=== Excerpted passage ===

Well, the more I know about the people, the more I respect them. Sometimes I can be intimidated by being with someone who’s really a pinnacle of their genre, like Bob Dylan, for instance. I… couldn’t talk to him very easily. I tried, but he wasn’t interested; he blew me off a [couple] times.
Did anything ever come of that?
No. It was during the Leon Russell film. He pointedly said, “Don’t film me.” And I had to sit there like a hunter who has a duck landing on his rifle, looking at it and not being able to shoot it. I ended up babysitting his kids during a scary lightning storm in Oklahoma while Leon and Dylan were recording or playing in the studio.
I watched Always for Pleasure earlier this week. Thinking of what New Orleans and Mardi Gras represent today, I wondered how you felt about how it has changed—or not—since then.
A lot of it’s similar—they don’t call it the Big Easy for nothing. There’s a relaxed, kind of fluid feeling about the place. People [are] pretty laid back. They all like their food and they like their music. Whites and blacks, rich and poor, all get out in the streets and dance and don’t mind celebrating in the streets. When I was a student there, the Mardi Gras Indians were nowhere to be found and … only by seeking out the jazz funerals. It wasn’t something white people did in those days, unless you were a musicologist. I was very attracted to musicology and folklore at that point. [I] made friends with the director of the jazz archive, he took me to a few places: my first jazz funeral, to a club where there was a real jazz band playing a gig in a real jazz hall. It wasn’t like Preservation Hall, where tourists go.

=== Supplied records ===

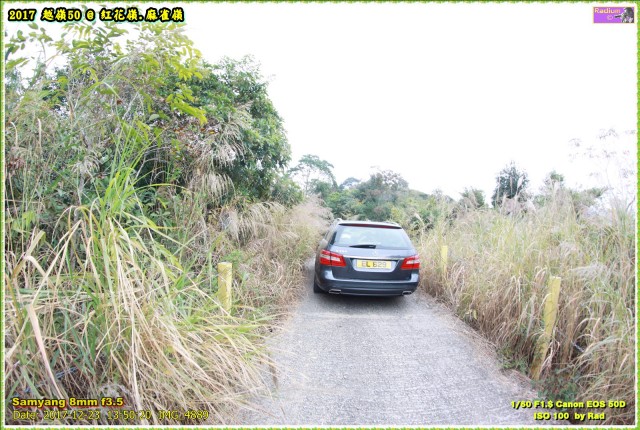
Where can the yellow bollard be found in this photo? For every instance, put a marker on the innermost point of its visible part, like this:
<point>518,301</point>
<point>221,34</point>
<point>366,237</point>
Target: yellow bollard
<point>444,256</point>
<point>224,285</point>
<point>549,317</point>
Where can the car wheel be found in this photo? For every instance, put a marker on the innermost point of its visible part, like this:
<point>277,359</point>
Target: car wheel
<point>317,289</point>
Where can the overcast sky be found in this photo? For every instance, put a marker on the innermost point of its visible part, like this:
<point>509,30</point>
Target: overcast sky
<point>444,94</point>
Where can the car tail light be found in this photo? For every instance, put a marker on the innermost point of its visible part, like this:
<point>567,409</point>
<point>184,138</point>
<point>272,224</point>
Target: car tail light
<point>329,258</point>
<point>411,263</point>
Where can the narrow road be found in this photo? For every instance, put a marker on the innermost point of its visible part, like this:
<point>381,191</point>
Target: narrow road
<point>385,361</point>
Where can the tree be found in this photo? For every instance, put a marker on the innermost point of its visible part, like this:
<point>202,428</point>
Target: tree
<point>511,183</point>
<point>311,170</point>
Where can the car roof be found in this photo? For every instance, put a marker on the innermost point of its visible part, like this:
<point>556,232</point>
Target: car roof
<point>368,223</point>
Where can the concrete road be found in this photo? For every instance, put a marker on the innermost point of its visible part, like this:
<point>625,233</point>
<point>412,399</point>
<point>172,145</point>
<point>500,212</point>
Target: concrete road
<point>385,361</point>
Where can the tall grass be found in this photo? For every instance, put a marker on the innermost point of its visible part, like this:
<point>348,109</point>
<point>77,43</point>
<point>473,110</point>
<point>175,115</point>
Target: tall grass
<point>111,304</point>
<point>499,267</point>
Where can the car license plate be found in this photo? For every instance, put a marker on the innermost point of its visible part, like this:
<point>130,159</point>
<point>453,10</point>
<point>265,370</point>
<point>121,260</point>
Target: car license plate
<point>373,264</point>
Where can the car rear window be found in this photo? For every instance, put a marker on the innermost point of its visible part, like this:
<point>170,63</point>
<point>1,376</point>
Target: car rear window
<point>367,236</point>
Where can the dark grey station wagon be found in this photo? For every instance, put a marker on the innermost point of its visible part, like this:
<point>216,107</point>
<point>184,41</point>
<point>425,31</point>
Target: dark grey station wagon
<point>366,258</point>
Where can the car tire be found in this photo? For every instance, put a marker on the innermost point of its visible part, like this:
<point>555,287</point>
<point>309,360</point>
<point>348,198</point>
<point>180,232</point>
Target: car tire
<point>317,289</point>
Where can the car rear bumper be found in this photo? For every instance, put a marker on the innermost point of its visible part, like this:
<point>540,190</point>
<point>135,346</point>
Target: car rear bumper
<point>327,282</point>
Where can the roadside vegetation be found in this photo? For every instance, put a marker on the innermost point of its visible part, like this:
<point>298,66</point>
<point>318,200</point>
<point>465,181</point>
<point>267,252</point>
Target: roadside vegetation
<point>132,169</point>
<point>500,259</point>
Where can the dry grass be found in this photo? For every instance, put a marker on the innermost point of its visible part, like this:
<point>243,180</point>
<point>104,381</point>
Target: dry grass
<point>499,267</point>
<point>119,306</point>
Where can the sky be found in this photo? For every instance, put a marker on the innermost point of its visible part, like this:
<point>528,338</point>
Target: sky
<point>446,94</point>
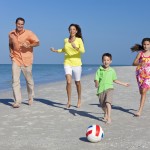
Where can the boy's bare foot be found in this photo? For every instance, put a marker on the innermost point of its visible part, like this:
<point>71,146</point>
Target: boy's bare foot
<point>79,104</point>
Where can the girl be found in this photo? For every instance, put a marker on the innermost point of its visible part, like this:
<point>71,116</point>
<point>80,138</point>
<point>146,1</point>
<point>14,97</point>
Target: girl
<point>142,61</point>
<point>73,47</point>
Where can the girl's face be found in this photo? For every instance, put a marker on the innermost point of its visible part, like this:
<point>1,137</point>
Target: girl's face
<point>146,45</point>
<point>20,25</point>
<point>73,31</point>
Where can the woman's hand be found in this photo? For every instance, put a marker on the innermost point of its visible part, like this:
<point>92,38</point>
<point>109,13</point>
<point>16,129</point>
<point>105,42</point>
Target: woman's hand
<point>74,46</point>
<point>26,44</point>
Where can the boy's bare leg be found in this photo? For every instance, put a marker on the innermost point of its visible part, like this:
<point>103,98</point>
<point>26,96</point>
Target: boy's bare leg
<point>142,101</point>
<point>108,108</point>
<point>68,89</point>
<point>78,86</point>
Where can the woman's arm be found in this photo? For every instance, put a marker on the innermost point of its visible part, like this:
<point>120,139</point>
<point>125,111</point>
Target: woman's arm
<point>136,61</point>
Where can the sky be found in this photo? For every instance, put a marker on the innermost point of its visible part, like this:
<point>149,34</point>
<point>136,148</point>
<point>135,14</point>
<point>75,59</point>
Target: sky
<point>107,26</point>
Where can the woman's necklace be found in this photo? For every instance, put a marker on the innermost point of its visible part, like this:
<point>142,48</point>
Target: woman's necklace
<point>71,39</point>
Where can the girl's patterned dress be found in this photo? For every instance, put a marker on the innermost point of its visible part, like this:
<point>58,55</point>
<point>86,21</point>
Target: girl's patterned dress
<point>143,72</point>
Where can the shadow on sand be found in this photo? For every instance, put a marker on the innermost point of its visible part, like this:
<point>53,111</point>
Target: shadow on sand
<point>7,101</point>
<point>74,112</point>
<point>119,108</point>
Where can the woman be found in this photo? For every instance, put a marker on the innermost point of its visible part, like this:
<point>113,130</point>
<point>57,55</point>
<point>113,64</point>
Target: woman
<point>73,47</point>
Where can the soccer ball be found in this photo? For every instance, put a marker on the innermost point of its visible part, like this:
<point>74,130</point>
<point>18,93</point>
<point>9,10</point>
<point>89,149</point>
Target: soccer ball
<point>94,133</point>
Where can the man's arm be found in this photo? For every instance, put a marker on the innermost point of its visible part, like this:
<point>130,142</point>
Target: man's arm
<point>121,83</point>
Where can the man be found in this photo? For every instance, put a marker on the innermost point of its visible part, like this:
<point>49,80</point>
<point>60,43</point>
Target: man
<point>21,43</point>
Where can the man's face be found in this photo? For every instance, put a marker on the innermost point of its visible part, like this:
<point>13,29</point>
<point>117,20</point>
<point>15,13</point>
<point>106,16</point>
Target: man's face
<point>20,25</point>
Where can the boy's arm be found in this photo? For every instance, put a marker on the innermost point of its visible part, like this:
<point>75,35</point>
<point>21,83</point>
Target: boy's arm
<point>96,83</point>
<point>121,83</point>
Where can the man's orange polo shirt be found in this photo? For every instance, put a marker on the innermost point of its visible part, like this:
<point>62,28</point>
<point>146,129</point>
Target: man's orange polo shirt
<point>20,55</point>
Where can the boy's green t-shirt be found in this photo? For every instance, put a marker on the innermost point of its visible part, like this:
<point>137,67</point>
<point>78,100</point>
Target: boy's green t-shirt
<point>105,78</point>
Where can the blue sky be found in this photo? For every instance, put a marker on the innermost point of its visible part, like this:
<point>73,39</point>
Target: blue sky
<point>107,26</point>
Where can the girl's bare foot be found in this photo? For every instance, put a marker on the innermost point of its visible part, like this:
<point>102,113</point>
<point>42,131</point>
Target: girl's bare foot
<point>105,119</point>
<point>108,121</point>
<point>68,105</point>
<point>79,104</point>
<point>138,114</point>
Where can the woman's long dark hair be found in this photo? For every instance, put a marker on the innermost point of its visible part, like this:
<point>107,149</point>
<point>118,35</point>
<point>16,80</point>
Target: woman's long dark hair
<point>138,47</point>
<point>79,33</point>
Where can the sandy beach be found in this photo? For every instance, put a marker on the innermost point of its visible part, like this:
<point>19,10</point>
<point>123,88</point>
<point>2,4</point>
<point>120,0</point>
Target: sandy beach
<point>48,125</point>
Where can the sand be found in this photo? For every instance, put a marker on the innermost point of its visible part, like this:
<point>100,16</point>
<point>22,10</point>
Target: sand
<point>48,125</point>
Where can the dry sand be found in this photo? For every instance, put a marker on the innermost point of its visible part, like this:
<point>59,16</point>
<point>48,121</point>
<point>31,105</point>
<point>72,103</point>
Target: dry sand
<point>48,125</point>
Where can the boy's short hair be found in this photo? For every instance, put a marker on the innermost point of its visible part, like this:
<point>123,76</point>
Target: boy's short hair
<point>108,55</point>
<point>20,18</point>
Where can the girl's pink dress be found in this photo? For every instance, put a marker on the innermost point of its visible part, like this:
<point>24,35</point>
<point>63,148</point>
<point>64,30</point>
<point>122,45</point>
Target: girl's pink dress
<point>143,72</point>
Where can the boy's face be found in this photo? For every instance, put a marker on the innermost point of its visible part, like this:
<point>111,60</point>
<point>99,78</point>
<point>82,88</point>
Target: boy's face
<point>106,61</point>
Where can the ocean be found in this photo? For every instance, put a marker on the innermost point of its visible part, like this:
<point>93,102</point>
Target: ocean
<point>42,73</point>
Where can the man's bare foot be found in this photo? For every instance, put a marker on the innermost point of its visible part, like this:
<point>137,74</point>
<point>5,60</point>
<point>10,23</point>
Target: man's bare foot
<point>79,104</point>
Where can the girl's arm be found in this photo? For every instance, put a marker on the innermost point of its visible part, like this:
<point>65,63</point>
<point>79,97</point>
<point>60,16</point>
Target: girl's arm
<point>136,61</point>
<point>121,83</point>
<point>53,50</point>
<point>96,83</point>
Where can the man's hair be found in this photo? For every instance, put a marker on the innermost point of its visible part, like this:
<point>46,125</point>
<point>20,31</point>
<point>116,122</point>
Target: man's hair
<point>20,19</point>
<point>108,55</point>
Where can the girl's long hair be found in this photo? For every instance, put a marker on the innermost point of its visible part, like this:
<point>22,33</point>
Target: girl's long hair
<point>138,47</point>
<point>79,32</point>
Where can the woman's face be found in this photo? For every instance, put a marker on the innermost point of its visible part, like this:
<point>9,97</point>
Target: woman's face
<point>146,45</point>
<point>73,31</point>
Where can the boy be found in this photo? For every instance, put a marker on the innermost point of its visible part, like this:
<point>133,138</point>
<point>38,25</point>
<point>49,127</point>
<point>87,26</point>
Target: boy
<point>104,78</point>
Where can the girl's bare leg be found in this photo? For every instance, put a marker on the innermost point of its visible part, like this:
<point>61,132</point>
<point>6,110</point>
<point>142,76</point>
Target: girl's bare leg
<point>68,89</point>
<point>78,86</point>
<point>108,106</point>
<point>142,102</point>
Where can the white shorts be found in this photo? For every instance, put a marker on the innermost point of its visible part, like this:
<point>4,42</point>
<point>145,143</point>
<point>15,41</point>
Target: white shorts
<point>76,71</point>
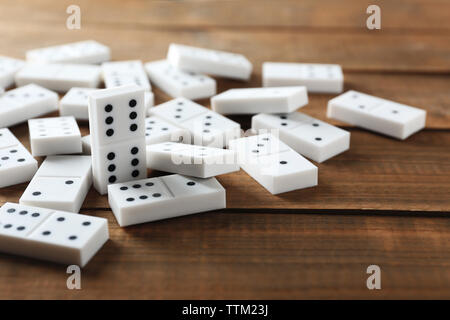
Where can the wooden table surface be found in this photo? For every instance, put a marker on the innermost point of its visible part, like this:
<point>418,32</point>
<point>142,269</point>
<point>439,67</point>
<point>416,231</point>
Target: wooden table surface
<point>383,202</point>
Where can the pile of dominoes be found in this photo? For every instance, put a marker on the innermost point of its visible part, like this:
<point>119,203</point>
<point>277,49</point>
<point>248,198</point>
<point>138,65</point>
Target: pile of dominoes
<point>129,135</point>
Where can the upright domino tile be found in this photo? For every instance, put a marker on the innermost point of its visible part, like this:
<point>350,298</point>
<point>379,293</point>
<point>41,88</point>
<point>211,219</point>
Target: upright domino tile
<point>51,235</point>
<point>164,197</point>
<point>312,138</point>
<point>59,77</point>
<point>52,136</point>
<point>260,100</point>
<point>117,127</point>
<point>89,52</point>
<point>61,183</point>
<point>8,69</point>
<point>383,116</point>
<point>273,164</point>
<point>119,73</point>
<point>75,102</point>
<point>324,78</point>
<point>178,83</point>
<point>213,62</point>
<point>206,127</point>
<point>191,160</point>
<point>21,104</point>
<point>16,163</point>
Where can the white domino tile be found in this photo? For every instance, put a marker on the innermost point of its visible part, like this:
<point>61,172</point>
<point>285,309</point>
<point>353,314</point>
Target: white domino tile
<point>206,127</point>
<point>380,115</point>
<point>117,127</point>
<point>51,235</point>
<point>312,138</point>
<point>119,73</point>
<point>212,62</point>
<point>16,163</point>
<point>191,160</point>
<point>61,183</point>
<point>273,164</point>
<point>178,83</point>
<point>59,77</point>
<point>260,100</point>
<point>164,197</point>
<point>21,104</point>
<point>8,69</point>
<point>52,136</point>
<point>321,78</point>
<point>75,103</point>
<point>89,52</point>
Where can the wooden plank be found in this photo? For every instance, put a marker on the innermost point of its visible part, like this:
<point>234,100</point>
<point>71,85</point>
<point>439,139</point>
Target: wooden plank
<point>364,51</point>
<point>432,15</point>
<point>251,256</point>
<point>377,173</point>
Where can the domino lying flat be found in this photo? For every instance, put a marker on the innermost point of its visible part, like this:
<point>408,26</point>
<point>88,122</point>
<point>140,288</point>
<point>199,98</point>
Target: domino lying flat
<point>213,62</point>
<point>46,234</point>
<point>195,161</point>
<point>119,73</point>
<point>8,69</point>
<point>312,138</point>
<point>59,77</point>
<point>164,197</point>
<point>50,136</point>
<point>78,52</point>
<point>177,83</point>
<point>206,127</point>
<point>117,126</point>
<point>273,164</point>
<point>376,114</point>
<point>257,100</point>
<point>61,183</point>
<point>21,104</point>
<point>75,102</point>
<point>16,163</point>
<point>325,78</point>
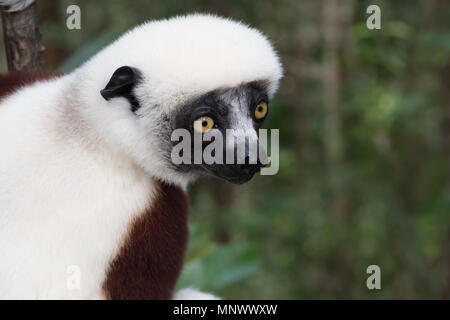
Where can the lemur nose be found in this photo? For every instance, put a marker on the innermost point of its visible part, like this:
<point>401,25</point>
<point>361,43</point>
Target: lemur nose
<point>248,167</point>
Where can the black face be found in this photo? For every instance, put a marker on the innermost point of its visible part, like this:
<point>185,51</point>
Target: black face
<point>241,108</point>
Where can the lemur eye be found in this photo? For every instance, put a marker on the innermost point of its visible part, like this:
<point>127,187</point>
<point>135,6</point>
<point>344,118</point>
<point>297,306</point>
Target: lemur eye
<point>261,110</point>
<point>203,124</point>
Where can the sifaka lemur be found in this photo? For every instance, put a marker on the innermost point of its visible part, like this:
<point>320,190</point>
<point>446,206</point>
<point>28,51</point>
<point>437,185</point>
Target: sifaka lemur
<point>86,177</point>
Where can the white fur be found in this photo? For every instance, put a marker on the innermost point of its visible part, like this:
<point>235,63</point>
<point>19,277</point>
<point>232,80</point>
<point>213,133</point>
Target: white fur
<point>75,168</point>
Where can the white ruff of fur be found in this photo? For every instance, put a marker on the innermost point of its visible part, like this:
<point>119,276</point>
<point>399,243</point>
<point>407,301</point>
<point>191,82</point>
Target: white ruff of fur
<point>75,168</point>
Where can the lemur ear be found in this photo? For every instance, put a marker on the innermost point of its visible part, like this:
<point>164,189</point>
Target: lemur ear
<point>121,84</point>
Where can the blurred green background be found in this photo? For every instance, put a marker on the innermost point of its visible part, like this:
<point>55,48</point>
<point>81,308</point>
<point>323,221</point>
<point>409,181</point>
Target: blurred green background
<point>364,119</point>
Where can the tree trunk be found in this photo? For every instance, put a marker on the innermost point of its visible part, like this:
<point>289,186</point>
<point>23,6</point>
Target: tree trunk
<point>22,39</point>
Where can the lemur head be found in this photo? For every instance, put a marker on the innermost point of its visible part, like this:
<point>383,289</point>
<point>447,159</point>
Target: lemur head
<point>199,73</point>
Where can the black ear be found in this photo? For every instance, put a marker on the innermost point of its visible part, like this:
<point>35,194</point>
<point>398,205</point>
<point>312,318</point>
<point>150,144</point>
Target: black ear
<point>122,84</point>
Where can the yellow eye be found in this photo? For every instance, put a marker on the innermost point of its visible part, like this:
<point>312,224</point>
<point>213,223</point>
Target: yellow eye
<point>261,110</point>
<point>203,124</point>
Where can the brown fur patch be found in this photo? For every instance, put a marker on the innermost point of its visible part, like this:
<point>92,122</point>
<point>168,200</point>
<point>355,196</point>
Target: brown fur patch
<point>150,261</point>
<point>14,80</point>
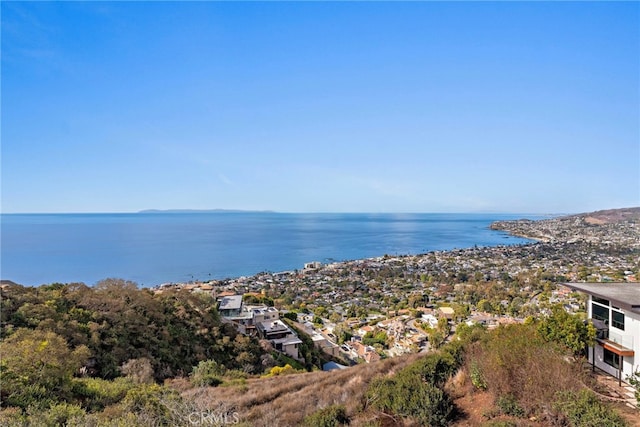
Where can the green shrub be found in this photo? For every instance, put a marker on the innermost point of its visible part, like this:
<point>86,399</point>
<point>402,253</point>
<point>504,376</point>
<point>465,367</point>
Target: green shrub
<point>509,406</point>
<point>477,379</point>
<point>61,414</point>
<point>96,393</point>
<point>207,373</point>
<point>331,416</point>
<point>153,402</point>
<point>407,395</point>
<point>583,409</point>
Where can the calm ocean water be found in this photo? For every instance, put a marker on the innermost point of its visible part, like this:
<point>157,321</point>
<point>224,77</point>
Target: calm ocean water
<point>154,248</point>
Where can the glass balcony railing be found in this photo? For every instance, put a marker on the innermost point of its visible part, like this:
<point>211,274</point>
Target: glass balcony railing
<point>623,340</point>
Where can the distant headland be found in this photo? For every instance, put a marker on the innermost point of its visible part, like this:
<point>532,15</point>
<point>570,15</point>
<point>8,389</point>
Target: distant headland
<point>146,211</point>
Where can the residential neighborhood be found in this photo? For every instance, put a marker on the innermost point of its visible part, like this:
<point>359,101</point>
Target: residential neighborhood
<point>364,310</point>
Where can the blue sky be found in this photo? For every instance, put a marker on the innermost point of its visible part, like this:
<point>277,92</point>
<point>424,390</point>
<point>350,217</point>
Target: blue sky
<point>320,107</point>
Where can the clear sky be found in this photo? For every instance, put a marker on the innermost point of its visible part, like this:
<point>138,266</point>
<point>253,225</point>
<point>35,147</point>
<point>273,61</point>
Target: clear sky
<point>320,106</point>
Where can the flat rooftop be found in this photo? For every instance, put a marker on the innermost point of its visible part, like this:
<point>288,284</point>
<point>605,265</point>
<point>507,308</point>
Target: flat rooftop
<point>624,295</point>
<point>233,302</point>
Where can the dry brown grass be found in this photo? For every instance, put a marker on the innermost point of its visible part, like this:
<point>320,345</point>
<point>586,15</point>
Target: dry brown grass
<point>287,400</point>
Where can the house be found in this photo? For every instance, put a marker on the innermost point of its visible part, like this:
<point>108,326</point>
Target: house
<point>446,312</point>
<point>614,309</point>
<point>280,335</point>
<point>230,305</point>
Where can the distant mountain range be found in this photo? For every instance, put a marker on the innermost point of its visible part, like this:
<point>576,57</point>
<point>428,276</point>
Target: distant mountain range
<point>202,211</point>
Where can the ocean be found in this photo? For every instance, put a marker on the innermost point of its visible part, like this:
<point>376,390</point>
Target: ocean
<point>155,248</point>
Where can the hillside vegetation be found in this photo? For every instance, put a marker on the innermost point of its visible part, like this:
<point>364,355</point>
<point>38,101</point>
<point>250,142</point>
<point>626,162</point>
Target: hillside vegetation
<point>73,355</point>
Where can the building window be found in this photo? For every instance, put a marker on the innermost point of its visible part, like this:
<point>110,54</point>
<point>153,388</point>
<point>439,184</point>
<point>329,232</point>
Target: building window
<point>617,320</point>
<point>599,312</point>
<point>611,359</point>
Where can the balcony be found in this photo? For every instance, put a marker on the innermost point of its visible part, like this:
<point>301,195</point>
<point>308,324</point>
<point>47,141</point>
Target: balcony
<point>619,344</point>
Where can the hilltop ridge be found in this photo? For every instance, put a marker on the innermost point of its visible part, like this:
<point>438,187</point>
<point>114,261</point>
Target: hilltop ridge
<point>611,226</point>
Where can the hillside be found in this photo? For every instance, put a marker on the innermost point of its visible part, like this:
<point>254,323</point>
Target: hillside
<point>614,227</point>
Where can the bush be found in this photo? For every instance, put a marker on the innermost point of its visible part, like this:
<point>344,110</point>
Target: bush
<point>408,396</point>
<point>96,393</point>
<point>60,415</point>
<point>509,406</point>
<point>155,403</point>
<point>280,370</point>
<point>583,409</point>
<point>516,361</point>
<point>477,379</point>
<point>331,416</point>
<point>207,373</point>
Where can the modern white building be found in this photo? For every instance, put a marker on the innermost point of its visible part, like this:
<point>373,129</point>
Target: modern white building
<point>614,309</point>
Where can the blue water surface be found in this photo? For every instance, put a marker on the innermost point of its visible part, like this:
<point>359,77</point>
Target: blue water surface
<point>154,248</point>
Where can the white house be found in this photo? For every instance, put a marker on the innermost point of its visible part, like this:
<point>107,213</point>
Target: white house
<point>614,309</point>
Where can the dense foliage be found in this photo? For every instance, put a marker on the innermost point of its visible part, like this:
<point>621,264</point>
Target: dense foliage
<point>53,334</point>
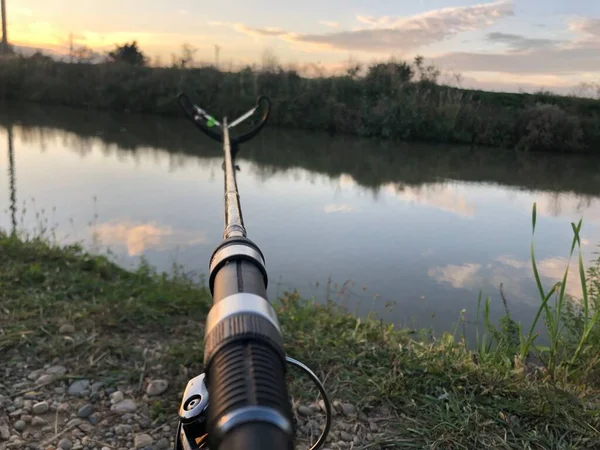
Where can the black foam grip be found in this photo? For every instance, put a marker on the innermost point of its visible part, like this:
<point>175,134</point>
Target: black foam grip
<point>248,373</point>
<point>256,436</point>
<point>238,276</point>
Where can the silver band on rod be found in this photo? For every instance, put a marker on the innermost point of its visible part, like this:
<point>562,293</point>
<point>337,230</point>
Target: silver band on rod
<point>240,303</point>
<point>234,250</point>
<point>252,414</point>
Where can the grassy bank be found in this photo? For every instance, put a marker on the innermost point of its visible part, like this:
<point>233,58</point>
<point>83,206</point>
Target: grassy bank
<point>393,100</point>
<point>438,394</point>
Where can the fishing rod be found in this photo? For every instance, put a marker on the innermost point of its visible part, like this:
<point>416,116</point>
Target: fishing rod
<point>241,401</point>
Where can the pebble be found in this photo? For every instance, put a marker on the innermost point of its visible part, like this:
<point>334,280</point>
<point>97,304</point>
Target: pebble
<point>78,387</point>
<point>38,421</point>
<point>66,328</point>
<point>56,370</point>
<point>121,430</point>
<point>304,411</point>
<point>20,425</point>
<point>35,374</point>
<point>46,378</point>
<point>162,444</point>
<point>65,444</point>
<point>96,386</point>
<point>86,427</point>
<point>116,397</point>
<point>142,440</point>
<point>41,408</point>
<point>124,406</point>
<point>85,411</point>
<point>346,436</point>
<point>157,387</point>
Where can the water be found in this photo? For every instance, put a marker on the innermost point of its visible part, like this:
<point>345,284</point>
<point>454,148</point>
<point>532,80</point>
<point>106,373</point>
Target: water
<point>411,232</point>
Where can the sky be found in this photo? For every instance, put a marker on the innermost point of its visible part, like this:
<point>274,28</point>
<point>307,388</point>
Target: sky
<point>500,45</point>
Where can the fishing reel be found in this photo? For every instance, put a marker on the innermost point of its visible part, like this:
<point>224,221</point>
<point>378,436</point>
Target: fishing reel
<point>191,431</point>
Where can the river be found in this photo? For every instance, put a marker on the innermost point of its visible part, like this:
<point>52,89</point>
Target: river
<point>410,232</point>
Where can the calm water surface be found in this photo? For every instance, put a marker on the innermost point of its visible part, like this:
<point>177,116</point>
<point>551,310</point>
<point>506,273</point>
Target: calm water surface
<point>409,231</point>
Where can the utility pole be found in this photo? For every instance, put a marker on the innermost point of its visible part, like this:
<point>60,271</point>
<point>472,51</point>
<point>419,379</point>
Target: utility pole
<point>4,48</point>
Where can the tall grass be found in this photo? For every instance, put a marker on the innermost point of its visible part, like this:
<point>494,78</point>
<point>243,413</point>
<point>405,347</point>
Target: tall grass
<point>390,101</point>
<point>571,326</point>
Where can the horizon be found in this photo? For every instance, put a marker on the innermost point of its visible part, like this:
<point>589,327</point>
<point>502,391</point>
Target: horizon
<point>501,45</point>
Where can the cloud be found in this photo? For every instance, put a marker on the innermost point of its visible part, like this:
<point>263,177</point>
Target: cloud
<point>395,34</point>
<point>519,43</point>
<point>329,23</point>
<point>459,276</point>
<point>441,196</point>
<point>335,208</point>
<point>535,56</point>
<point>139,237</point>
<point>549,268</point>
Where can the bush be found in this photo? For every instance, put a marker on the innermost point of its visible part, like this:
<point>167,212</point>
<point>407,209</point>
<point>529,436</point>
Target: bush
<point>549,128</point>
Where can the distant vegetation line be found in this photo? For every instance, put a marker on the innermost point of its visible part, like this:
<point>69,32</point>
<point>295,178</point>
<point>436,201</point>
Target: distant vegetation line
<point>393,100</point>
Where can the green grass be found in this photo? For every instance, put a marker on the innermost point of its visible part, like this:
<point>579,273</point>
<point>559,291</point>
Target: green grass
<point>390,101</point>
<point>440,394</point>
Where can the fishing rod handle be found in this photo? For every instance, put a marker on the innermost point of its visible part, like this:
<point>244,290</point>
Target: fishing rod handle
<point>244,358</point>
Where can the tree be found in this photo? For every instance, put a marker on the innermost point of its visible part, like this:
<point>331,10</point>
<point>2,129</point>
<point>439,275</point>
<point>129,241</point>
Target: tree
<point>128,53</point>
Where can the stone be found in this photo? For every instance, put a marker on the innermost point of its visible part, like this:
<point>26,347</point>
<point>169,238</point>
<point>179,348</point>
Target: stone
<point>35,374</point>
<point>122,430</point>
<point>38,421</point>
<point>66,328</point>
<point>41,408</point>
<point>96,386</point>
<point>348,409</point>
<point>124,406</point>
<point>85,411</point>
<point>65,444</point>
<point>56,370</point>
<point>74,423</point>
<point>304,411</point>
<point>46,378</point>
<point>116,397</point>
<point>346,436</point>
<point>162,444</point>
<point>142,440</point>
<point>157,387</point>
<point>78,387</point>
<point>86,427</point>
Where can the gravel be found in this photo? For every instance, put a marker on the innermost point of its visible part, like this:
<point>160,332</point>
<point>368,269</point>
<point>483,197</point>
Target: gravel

===

In the interview excerpt, who took the speaker to a first jazz funeral? This data comes from a different source than the interview excerpt.

§ Answer below
The director of the jazz archive took the speaker to a first jazz funeral.